### EXTRAIT À LIRE
::::::::::
18Les « grands » seraient donc au-dessus des règles et c’est ce qui constituerait le caractère commun de ce que L. Boltanski [1999] désigne comme la « classe des responsables » dans son essai De la critique. Dans cet ouvrage, il cherche à tracer une voie intermédiaire entre sociologie de la critique et sociologie critique, en revenant sur les notions de « domination » et de « classe sociale », et donc en donnant plus de poids aux épreuves de force. Pour caractériser cette « classe des responsables », l’auteur montre en particulier la dimension instrumentale des nouveaux modes de management (comme le benchmarking) dans le sens où les mesures adoptées trouvent leur principe de nécessité dans le respect de cadres comptables ou juridiques sans exiger un large déploiement de discours idéologiques ou d’épreuves de vérité. Leur caractère technique rend inutile leur divulgation à un large public et conduit à un « gouvernement par les normes [1] » [Thévenot, 1997]. Enfin, L. Boltanski renonce à l’idée d’accord implicite pour mettre au cœur des liens sociaux la dispute et la divergence des points de vue. C’est dans ce sens que l’auteur va faire référence à la contradiction herméneutique propre aux institutions, à la tension permanente entre « croyance » et « critique ».
::::::::::
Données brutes
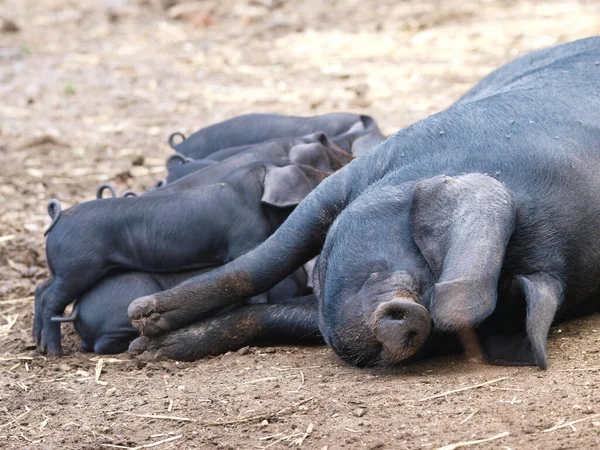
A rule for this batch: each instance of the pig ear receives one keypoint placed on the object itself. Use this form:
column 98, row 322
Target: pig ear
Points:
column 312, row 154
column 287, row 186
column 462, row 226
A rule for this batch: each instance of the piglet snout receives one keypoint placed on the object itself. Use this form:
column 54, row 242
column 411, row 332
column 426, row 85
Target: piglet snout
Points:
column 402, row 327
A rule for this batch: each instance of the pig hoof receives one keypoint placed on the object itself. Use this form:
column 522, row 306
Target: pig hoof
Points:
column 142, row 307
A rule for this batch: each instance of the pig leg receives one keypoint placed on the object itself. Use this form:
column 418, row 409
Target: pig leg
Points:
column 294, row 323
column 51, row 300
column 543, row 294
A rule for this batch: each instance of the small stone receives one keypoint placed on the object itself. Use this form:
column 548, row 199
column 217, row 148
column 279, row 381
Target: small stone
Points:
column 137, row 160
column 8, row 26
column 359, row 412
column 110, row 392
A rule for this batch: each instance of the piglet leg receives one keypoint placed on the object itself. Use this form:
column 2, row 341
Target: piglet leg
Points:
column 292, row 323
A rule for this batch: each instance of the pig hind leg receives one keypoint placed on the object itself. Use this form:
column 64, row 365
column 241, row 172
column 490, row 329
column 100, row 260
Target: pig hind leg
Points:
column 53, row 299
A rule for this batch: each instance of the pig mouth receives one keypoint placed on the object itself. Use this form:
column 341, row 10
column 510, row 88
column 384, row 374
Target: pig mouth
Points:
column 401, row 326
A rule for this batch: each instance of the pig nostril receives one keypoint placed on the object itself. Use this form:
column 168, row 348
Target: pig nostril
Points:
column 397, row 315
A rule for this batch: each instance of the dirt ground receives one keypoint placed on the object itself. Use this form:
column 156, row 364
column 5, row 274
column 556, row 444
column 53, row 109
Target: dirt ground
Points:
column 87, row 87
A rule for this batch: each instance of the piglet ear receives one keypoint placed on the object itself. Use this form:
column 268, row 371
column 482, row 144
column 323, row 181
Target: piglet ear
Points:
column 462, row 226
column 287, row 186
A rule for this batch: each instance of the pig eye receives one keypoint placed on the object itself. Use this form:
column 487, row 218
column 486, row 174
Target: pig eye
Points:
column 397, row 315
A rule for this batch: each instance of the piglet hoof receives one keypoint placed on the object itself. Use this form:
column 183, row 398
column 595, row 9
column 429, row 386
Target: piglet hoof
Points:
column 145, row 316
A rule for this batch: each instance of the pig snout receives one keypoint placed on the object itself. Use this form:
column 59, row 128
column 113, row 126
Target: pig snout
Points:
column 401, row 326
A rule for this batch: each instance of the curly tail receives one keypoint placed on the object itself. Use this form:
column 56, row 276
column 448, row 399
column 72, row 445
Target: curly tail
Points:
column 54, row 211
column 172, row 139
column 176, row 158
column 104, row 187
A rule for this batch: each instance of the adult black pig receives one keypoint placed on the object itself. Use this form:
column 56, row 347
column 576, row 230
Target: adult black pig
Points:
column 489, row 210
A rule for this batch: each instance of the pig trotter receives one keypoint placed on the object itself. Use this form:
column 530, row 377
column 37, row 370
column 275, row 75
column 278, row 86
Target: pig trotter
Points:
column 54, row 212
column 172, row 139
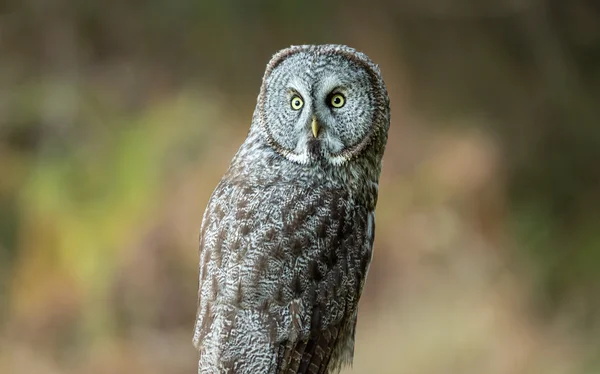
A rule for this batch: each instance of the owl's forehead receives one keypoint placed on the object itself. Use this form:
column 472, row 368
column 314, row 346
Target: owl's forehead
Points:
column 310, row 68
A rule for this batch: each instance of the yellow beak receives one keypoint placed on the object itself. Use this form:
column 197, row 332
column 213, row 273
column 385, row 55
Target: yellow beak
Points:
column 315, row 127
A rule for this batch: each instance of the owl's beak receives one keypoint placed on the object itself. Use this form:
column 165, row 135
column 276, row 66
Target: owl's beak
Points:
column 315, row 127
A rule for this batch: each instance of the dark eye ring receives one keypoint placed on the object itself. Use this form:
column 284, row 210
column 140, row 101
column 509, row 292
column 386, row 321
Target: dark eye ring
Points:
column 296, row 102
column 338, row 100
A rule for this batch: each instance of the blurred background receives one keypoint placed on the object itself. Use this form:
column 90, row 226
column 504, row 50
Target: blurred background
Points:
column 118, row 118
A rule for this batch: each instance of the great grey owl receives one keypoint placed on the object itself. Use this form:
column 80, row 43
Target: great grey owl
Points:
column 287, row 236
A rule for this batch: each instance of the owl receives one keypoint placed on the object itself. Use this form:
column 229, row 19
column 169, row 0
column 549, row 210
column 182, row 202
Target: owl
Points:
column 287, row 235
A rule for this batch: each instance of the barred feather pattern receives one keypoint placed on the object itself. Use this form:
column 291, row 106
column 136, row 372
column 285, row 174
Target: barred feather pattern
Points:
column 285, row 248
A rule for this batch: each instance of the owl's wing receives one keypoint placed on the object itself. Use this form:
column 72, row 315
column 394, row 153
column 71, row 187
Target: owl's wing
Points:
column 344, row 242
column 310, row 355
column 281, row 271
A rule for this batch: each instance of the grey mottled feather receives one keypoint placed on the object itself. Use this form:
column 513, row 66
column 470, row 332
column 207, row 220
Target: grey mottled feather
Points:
::::::::::
### EXERCICES
[A] Dans l'extrait sur la « classe des responsables », qu'est-ce que L. Boltanski place au cœur des liens sociaux ?
[B] Poursuivez, s'il vous plaît, l'extrait sur la « classe des responsables » à partir de sa dernière phrase.

### CORRIGÉS
[A] La dispute et la divergence des points de vue.

[B]
19Dans le dernier ouvrage avec A. Esquerre, les auteurs reviennent sur la question de la caractérisation de la classe dominante et de la manière dont ses membres construisent un intérêt commun, mais en prenant le point de vue des façons dont cette classe peut s’enrichir ou encore de son pouvoir de définition de ce qui vaut. Ce type d’interrogation nous oblige à faire un détour par le renouvellement de l’analyse des processus de valorisation entamé par l’EC, avant de présenter cette nouvelle recherche.
3 – Valeur et pouvoir de valorisation
20D’une façon générale, c’est le développement de l’ingénierie de l’évaluation, liée en grande partie à la financiarisation de l’économie [Chiapello, 2016], mais aussi comme nous venons de le voir à un nouveau régime de gouvernement, qui a suscité une réflexion sociologique approfondie sur les formes d’évaluation [Vatin, 2009 ; Lamont, 2012] et sur la question de la fixation in concreto des prix sur les marchés financiers ou autres bourses du commerce et ventes aux enchères [Callon et Muniesa, 2005].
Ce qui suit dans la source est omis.